Copy out the rows starting at the line that contains "Could you please locate the grass" and ending at the line that contains "left=634, top=611, right=1024, bottom=658", with "grass field" swapped for "lawn" and nothing else changed.

* Begin PROVIDED RECORDS *

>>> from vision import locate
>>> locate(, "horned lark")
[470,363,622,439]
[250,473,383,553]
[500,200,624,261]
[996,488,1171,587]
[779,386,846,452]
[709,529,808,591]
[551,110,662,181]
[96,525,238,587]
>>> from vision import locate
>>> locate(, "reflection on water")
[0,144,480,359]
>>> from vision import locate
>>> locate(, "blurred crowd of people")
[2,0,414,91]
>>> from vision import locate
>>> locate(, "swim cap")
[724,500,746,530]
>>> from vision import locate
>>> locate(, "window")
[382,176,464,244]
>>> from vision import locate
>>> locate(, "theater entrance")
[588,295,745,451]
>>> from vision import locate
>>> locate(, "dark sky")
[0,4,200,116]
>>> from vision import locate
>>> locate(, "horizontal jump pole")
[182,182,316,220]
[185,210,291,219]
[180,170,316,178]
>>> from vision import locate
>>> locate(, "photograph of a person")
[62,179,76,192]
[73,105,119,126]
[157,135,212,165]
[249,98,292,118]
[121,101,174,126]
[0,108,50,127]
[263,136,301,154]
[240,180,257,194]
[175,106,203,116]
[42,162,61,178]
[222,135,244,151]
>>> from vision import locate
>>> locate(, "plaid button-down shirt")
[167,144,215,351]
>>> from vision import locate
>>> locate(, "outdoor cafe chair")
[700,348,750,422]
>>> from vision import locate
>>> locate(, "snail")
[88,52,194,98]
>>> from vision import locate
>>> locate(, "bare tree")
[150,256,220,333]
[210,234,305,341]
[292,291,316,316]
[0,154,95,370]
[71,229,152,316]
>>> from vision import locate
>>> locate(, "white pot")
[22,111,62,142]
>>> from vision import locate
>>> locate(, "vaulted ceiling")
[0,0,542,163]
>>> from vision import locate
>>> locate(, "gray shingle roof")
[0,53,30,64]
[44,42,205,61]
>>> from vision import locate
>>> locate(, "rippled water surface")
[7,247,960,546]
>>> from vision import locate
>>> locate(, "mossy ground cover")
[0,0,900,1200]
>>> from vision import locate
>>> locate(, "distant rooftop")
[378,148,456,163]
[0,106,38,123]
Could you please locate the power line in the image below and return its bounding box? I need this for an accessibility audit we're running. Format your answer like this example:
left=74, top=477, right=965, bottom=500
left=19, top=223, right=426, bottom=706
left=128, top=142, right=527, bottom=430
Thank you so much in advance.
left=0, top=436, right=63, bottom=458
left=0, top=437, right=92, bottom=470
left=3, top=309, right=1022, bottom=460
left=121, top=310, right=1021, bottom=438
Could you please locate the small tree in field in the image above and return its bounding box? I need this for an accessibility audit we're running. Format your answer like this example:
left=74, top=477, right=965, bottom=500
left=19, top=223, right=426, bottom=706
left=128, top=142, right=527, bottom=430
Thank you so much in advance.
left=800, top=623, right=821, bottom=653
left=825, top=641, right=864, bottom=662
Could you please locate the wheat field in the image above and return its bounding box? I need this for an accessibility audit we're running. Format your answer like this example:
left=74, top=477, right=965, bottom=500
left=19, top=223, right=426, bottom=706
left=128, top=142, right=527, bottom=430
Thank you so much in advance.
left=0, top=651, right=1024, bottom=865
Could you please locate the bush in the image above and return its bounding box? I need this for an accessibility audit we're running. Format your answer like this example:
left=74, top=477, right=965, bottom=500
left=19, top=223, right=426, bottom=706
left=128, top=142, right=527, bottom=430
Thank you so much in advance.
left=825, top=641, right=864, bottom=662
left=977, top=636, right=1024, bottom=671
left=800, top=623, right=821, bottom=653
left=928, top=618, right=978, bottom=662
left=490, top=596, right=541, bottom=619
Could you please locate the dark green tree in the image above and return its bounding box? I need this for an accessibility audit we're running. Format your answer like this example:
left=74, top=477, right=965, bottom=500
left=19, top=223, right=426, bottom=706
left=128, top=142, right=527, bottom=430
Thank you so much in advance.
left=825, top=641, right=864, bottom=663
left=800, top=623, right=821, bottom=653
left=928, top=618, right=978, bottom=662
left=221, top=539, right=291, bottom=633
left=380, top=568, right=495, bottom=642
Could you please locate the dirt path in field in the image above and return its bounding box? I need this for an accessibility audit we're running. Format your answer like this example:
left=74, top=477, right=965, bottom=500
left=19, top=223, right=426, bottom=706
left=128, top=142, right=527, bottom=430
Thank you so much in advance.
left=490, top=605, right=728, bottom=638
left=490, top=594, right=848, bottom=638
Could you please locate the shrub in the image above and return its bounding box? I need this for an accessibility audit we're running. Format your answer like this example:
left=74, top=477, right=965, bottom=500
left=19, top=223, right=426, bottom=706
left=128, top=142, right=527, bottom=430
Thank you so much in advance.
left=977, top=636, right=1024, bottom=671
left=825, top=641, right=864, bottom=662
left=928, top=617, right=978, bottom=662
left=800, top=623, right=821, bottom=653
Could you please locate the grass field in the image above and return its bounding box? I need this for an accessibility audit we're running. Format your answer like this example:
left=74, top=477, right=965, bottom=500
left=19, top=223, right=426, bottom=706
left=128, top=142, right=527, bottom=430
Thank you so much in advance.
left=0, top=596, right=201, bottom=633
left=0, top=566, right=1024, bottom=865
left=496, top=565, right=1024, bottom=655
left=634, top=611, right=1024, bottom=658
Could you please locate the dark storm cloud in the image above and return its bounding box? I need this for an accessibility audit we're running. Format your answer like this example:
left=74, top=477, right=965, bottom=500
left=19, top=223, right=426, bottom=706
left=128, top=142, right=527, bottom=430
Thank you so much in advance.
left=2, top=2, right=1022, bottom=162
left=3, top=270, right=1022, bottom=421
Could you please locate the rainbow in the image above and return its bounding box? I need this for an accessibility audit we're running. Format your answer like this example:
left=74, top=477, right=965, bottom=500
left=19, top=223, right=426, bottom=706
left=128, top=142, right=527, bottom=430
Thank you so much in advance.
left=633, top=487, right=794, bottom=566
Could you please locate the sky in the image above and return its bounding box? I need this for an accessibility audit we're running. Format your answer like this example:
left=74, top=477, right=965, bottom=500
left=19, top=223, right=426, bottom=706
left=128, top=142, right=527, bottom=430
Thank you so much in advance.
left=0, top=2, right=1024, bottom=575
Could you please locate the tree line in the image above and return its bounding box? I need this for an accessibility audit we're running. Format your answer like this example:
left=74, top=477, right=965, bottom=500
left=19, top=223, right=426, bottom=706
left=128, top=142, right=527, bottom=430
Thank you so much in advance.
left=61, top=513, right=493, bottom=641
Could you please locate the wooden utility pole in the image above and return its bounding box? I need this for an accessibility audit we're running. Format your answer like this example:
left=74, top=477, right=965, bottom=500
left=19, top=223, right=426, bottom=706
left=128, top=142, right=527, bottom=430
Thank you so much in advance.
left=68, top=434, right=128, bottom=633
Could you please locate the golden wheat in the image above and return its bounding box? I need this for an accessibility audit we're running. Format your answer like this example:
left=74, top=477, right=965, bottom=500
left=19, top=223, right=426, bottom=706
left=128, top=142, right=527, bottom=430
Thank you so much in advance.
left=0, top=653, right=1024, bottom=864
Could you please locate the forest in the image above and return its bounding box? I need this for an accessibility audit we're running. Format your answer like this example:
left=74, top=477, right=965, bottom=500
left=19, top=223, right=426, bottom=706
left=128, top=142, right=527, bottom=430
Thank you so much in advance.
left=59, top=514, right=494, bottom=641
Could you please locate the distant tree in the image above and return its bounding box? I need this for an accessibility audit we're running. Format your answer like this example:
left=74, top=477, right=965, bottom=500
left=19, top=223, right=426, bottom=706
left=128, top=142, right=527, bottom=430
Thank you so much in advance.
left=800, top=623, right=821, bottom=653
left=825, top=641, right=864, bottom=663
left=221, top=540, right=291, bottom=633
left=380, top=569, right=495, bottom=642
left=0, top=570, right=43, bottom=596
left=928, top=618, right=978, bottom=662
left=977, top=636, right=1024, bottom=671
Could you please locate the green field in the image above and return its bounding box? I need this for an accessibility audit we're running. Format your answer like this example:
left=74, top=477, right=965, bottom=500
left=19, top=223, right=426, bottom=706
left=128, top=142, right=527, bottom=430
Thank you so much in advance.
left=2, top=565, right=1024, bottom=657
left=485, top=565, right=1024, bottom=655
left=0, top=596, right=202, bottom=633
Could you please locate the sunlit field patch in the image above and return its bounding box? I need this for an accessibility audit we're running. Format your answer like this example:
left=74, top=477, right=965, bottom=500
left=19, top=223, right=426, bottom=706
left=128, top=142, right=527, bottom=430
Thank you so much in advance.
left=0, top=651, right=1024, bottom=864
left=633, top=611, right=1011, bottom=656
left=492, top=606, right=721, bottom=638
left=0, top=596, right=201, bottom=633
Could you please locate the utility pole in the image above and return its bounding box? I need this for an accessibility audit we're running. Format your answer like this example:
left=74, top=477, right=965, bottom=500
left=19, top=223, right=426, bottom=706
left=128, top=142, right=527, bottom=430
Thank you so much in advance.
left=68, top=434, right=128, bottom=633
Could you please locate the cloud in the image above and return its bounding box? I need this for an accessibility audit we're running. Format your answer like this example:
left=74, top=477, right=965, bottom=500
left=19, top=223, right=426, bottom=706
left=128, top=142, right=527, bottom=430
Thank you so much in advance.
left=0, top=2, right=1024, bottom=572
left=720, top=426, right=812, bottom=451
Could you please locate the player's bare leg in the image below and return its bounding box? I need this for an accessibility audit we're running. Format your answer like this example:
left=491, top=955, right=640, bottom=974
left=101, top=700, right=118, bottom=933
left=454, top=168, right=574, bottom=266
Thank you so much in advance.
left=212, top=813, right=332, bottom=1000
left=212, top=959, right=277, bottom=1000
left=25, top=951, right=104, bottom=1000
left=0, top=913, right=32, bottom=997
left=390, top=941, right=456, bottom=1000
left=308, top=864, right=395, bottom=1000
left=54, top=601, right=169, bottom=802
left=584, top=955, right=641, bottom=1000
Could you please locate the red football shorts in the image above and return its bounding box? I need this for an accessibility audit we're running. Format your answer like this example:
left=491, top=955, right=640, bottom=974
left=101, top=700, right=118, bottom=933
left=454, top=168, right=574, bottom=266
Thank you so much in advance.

* End PROVIDED RECORDS *

» RESPONSE FOR THIS EXERCISE:
Could you please locate the lawn in the image above and return its bounding box? I need this for an accessibility audit we're running. Format your answer like this example:
left=74, top=477, right=965, bottom=500
left=19, top=223, right=426, bottom=706
left=128, top=142, right=527, bottom=430
Thank you so much in advance.
left=0, top=596, right=201, bottom=633
left=0, top=566, right=1024, bottom=865
left=496, top=565, right=1024, bottom=655
left=634, top=611, right=1024, bottom=658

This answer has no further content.